* _Required work_
1) Quote the piece on Philippine public debt word for word, everything from "Taxes, meanwhile, become" down to "a development strategy.".
2) Answer these questions using the piece on Philippine public debt.
(a) What four purposes for government borrowing does the piece name?
(b) Which three things does the piece say have been normalized, causing debt to balloon?
(c) What three public services could the money lost to interest payments have improved, according to the piece?

* _Exercise passage_
◆ ◆ ◆

What unsettles me most is the idea that every Filipino child enters this world already owing money to a government they did not elect and policies they never approved. Debt is no longer just an economic figure flashed on screens; it has become an inherited condition. Long before a child learns to read, a portion of future income has already been reserved to pay for yesterday’s decisions. That reality should outrage any society that claims to care about its next generation.

Borrowing, in itself, is not evil. Governments borrow to build roads, fund schools, stabilize economies, and survive crises. The problem arises when debt stops being a tool and becomes a habit—when loans are taken not to create lasting value but to keep the machinery running. Much of what the country borrows today goes to paying interest on old debts, plugging budget holes, or sustaining bloated systems that refuse to reform. That is not an investment; that is survival financed by tomorrow’s labor.

What makes this worse is the pattern across administrations. Each new regime inherits a mountain of obligations, promises discipline, then proceeds to borrow even more under the familiar excuse of necessity. Debt balloons not because of one extraordinary event, but because overspending, weak revenue collection, and political convenience have been normalized. It is easier to borrow than to offend voters, confront inefficiency, or dismantle useless programs.

Taxes, meanwhile, become the quiet enforcers of this cycle. Every peso collected from workers, small businesses, and consumers ultimately serves a hidden purpose: debt service. Money that could have improved public hospitals, classrooms, or transport instead disappears into interest payments. People are told to be patient, to endure, to understand that this is how governments function. I have grown tired of that explanation. Endurance is not a development strategy.

◆ ◆ ◆

* _Data supplied_
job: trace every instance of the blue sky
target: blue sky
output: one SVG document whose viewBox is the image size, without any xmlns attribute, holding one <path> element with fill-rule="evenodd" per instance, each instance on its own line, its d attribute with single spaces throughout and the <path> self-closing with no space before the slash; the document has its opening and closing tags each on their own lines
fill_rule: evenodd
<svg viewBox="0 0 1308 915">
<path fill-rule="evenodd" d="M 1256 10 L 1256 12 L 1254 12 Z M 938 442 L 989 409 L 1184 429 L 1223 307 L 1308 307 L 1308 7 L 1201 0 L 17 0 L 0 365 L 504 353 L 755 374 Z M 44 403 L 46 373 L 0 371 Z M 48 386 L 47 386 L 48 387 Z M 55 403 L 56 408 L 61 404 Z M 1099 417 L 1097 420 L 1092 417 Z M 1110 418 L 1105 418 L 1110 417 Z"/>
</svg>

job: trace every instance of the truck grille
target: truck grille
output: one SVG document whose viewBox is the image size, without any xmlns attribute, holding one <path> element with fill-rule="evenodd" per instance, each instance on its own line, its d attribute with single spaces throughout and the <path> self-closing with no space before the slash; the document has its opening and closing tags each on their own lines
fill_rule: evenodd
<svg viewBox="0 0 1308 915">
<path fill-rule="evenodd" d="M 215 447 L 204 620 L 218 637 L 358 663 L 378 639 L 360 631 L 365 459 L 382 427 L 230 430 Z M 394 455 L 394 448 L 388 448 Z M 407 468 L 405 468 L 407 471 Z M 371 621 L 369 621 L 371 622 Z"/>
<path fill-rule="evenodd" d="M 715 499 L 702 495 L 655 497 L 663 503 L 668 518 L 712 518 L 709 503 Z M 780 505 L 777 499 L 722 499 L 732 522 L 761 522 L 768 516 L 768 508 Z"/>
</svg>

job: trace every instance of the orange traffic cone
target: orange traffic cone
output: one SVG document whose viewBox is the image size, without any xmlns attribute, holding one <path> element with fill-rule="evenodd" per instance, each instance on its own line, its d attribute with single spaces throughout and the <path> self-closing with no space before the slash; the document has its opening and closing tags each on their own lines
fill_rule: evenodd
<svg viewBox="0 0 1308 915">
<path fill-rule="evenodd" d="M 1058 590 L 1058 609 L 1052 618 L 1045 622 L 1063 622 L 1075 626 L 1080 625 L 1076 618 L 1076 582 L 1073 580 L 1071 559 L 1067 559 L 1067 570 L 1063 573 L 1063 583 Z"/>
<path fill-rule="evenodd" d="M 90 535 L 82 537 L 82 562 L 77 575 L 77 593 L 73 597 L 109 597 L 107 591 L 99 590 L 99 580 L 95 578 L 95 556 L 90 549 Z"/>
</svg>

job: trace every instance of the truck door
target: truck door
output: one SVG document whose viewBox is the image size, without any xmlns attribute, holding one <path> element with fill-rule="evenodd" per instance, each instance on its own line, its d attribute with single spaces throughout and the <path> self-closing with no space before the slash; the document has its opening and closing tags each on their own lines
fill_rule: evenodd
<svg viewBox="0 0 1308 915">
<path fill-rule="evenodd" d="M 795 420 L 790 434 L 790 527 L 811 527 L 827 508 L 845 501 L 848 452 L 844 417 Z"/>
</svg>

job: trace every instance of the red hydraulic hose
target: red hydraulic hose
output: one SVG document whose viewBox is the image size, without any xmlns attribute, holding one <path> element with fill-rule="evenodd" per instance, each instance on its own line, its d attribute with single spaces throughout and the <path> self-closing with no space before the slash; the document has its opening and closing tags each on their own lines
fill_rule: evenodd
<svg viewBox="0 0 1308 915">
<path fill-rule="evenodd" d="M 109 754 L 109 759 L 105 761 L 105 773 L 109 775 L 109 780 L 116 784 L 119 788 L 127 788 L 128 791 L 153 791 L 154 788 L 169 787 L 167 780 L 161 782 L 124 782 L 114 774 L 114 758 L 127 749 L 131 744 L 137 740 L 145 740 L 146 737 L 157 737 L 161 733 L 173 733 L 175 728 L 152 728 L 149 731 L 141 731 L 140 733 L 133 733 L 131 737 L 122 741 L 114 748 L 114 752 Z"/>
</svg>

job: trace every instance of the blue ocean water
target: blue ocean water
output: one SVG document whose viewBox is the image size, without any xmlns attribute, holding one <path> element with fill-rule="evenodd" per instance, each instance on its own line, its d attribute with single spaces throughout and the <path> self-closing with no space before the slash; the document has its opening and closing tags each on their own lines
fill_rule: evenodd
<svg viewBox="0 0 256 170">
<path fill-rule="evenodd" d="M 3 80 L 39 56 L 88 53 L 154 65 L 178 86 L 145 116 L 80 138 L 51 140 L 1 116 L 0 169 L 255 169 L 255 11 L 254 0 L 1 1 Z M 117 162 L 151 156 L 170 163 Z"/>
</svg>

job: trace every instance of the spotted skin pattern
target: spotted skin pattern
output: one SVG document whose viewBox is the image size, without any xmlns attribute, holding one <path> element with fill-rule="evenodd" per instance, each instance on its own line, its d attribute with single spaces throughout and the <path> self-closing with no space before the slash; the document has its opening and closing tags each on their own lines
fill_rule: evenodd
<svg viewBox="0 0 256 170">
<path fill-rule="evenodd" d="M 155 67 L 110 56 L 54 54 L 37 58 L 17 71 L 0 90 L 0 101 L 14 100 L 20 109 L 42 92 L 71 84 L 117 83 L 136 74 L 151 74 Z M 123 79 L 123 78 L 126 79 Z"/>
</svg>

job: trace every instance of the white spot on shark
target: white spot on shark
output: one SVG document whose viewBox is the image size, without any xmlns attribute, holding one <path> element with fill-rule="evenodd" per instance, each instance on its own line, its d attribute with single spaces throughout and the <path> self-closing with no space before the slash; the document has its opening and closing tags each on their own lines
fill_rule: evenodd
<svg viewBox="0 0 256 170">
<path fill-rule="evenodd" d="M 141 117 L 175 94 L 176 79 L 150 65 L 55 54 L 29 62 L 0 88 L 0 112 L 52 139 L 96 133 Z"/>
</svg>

◆ ◆ ◆

* _Answer section_
1)
Taxes, meanwhile, become the quiet enforcers of this cycle. Every peso collected from workers, small businesses, and consumers ultimately serves a hidden purpose: debt service. Money that could have improved public hospitals, classrooms, or transport instead disappears into interest payments. People are told to be patient, to endure, to understand that this is how governments function. I have grown tired of that explanation. Endurance is not a development strategy.

2)
(a) To build roads, fund schools, stabilize economies, and survive crises.
(b) Overspending, weak revenue collection, and political convenience.
(c) Public hospitals, classrooms, and transport.